#### [Text passage]
Gender Switch: Male PMS And Female Ejaculation

Call it official: I don’t know what the heck to think about gender anymore. I really don’t think it exists the way it used to. We now live in a society where men can become women, women can become men, either can exist as an androgynous, unidentifiable middle ground and no one bats a press-on eyelash about it, and increasingly, people are able to marry whomever they so choose and put together all kinds of tasty familial configurations.

I like it. We went from just boys and girls to an ever-broadening array of sex. I’m a fan of this gender Pu Pu platter, personally. It’s way more interesting, and is making lots of folks very happy who were once unhappy in the box they were born in. So rock on.

Turns out that identity and persona aren’t the only evolving aspects of sexuality right now; science is picking up on this game. Two relatively recent gender phenomena: PMS for dudes and ejaculation for the gals. Seriously? Seriously. Read on:
PM(an)S

Hahahahaha. Giggle, giggle, snort, giggle. Eat that, men! After millions of years of thinking we’re the weaker sex for our susceptibility to hormonal fluctuations (those hormonal fluctuations are what caused your ass to be born, by the way), we now possess the scientific information to tell you that you are no better.

Recorded data
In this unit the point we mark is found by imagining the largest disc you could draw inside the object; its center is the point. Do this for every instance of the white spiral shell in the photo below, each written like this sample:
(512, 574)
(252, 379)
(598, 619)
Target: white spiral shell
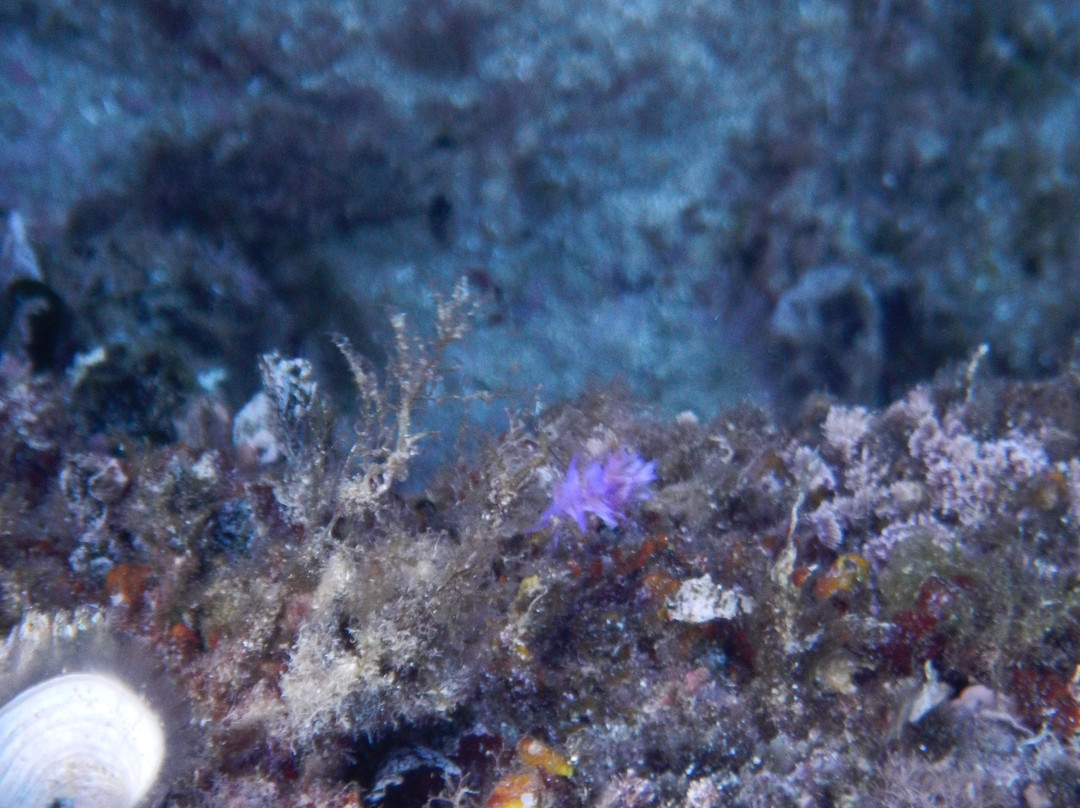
(84, 740)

#### [Explore the material]
a – Rewrite the paragraph of the text on gender that begins "Call it official" as a short bulleted list that keeps its main facts.
b – Pick up the text on gender after its last sentence and continue it.
These rows have no connection to the text on gender.

#### [Per-task outputs]
a –
- The writer no longer knows what to think about gender and doubts it exists the way it used to.
- Men can become women, women can become men, and either can live as androgynous, with no one minding.
- More and more, people can marry whomever they choose and form many kinds of families.

b –
Okay, I’m sorry, PMS is the most royally annoying thing ever, so I’ll be nice to the gentlemen now. Turns out, men have very similar ups and downs in their hormone levels, both estrogen and testosterone (yes, you do have estrogen, you sexy ladyboys). It just wasn’t so clear to us in years gone by because the dudes don’t have a period that we needed to figure out (which was how we discovered, and marked, female PMS to begin with).

Called Irritable Male Syndrome (IMS), symptoms are roughly the same as they are for women: stress, hypersensitivity, mood swings, anxiety, headaches, bloating…oh yeah, all the good ones. Don’t worry, guys, we won’t tell anyone if you wanna eat french fries and have yourself a good cry while watching My Girl. It’s okay.
Female Ejaculation

Last night, I reconnected with a friend I hadn’t talked to in several months (shame on me) and, in typical him-style, it took approximately 3.5 seconds of catching up for him to jump into an epic story about a recent hook-up. I won’t give you nearly the graphic details he bestowed upon my unsuspecting ears but it involved an impromptu dance party, a stripper who didn’t exactly have a no-touching rule, a late night visit to his painting studio and ended in that elusive beast known as female ejaculation.

Believe me, his description of said event made me glad that (personal over-share time!) I, for one, have never experienced this mystery of the female orgasm. Don’t get me wrong: I can climax like a rock star. But this whole “actually ejaculating” thing is foreign to me. So I set about to do a little research.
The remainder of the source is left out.